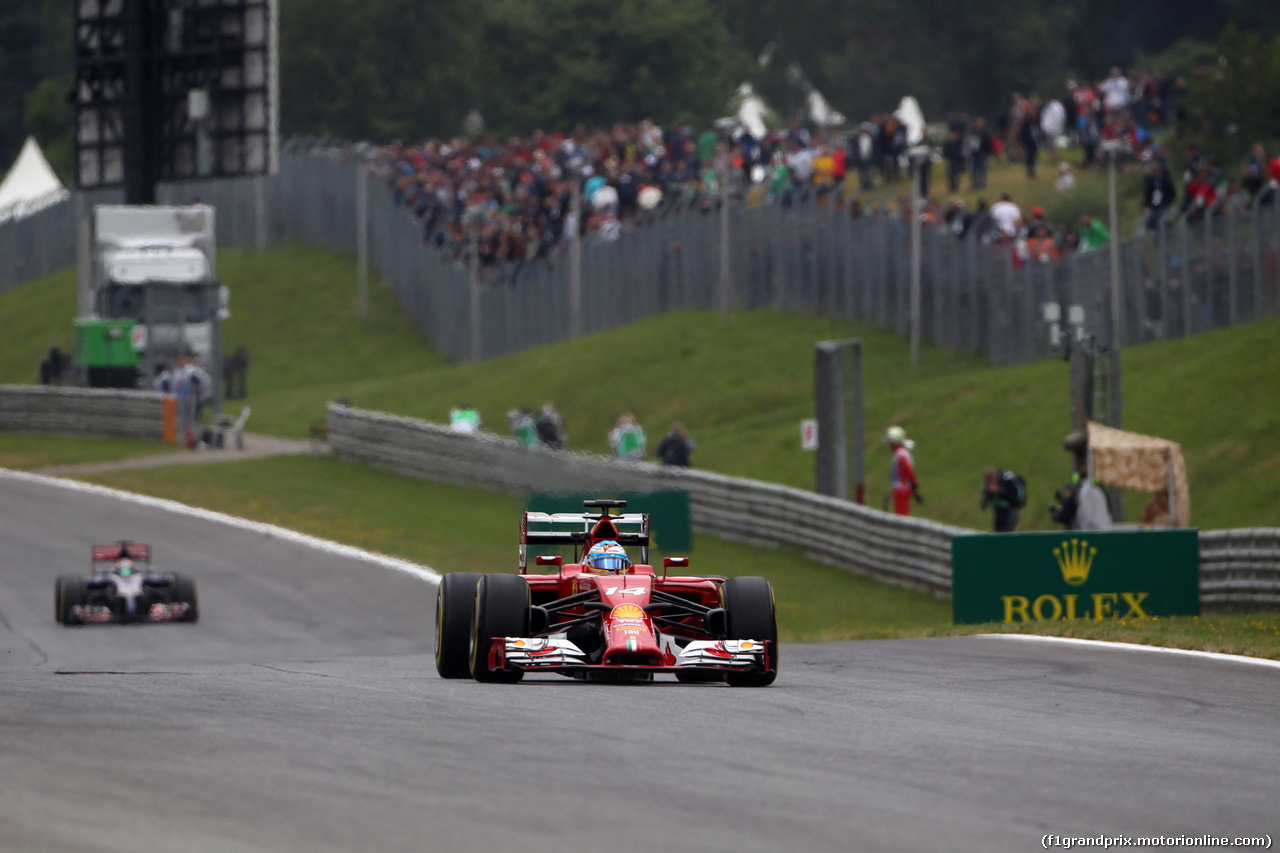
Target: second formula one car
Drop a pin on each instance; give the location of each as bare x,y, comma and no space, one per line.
600,616
124,588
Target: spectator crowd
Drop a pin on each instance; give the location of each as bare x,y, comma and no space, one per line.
513,201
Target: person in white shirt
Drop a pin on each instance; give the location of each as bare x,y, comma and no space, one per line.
1052,124
1006,215
1114,91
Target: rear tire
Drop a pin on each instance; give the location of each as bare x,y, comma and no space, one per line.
699,678
501,610
69,592
184,592
750,614
455,602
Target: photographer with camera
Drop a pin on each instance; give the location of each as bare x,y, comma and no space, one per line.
1082,505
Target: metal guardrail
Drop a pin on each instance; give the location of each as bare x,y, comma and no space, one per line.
1238,568
1183,278
37,409
906,551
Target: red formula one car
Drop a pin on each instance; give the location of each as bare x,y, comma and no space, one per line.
124,588
602,616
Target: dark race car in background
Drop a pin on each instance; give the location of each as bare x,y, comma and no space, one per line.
123,587
622,626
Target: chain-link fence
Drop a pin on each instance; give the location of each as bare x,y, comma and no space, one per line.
809,255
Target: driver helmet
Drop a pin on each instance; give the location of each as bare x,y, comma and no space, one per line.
607,556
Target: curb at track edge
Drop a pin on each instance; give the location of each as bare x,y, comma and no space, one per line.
1138,647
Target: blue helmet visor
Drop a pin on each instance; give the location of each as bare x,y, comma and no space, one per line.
608,562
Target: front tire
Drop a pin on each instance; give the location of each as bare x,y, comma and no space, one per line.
750,614
501,610
455,600
69,592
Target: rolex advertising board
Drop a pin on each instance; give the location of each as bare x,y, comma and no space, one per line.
1074,575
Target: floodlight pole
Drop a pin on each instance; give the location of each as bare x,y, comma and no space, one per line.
839,404
141,126
474,288
361,238
726,283
917,162
575,254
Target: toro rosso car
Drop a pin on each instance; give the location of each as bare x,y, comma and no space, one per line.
602,616
124,588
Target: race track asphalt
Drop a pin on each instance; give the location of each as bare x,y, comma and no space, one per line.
304,712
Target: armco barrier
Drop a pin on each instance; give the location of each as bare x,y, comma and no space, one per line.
1238,568
40,409
905,551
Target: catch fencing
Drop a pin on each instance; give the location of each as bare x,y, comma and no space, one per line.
1238,568
35,409
808,254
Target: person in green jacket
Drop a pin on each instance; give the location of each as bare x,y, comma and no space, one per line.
1093,233
627,438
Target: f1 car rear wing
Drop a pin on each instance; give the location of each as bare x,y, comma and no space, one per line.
580,528
131,550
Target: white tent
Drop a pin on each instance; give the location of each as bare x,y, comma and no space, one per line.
30,186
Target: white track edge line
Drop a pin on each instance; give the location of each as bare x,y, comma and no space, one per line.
385,561
1139,647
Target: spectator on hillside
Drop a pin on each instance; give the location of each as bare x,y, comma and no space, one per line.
465,419
1038,222
1093,233
676,446
978,149
1004,493
1041,247
1052,126
1065,178
862,154
522,427
627,438
954,155
1006,215
549,427
1114,92
1159,195
1200,195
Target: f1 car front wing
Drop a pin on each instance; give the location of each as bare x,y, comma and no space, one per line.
553,655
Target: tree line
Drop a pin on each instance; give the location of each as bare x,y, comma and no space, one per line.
384,69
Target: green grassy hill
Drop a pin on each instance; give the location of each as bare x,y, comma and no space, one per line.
741,388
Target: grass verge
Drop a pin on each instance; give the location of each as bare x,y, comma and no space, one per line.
30,451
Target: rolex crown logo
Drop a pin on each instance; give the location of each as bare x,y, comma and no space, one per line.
1074,559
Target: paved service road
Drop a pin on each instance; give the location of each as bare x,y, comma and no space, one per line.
304,712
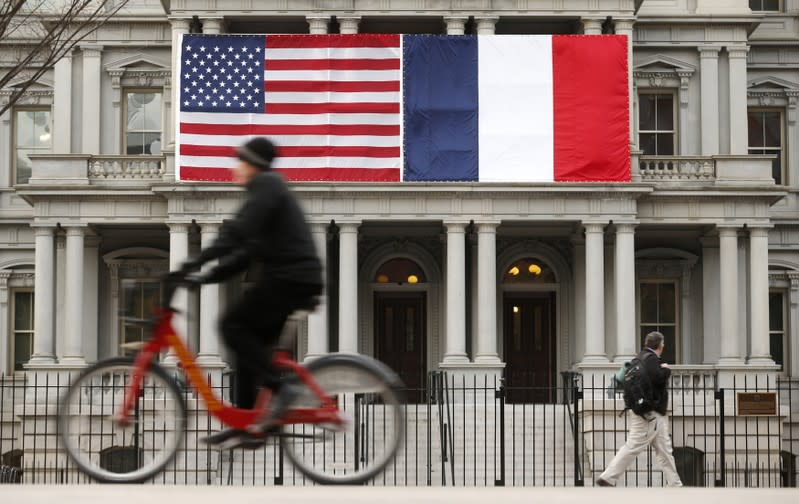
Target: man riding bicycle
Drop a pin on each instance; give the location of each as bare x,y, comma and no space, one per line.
269,233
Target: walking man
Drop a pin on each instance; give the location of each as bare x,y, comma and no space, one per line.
652,427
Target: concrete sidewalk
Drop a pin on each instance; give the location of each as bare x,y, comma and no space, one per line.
137,494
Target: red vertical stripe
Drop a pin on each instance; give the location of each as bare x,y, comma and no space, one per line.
591,115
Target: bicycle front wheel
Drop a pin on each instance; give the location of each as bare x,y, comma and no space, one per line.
367,394
114,453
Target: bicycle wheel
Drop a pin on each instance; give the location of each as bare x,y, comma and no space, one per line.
108,451
367,393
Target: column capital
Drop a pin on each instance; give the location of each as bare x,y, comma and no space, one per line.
456,25
318,24
708,51
739,52
212,25
348,24
625,25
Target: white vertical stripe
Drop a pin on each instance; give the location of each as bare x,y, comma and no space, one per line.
516,110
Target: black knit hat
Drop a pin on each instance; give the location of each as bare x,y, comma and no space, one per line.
258,152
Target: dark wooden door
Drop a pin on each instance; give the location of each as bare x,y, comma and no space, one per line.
400,339
529,347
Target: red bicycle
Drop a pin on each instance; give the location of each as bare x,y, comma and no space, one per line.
343,428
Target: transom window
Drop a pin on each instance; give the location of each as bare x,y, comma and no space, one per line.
31,136
656,124
766,137
400,271
776,327
529,270
658,312
143,122
22,327
139,299
765,5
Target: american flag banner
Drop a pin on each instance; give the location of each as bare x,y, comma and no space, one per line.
388,107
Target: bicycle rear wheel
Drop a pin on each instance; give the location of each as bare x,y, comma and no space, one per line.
108,451
367,393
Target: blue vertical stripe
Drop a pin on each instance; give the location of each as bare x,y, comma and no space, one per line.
440,108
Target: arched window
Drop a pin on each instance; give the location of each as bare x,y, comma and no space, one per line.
400,271
529,271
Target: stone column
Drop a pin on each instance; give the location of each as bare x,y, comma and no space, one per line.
625,27
592,26
348,25
739,126
73,309
43,297
758,297
709,98
178,253
456,25
624,268
317,321
318,25
92,97
486,337
578,241
208,355
728,296
594,293
180,26
62,106
4,322
212,26
456,294
486,25
348,288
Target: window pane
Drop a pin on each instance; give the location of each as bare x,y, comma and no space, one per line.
665,112
669,354
755,129
773,129
775,307
23,349
646,112
647,144
776,347
665,144
23,311
649,307
666,301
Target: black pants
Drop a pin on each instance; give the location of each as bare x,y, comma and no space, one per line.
251,328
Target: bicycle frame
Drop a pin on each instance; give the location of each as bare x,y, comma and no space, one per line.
165,337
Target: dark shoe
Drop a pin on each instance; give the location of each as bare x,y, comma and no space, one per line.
277,408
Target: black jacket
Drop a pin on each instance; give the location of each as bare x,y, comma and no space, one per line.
658,377
269,232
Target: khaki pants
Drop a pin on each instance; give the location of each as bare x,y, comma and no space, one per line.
652,430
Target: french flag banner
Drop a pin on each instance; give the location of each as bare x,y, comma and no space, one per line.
385,107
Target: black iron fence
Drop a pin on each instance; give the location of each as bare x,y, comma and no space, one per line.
470,431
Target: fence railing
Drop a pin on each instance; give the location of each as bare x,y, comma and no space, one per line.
467,430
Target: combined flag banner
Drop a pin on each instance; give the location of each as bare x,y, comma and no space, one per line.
386,107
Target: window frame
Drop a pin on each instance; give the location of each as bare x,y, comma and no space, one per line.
14,136
783,151
678,359
675,119
785,294
12,322
123,122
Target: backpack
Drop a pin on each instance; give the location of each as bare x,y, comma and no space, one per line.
637,389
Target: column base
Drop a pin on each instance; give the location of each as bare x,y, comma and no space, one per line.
455,359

——

## [Direction]
The line containing "Target: combined flag banner" and every line after it, through the end of the records, should be repeated exactly and alone.

## [Solved problem]
Target: combined flag banner
Drop a pin on each instance; give the location of each as bare x,y, comma and no space, one per line.
386,107
Target: window frame
Drop a pin on each instance; give the location of each as bare x,y, comma and no space, one per line.
14,136
783,151
678,359
675,119
785,294
12,322
123,122
Target: backpack
Drop a pin on each instance; give the location of each as bare x,y, comma and no space, one per line.
637,389
Target: column base
Drop a pin on each instance; give the location of each as bare x,y, comma and no space, one per line.
455,359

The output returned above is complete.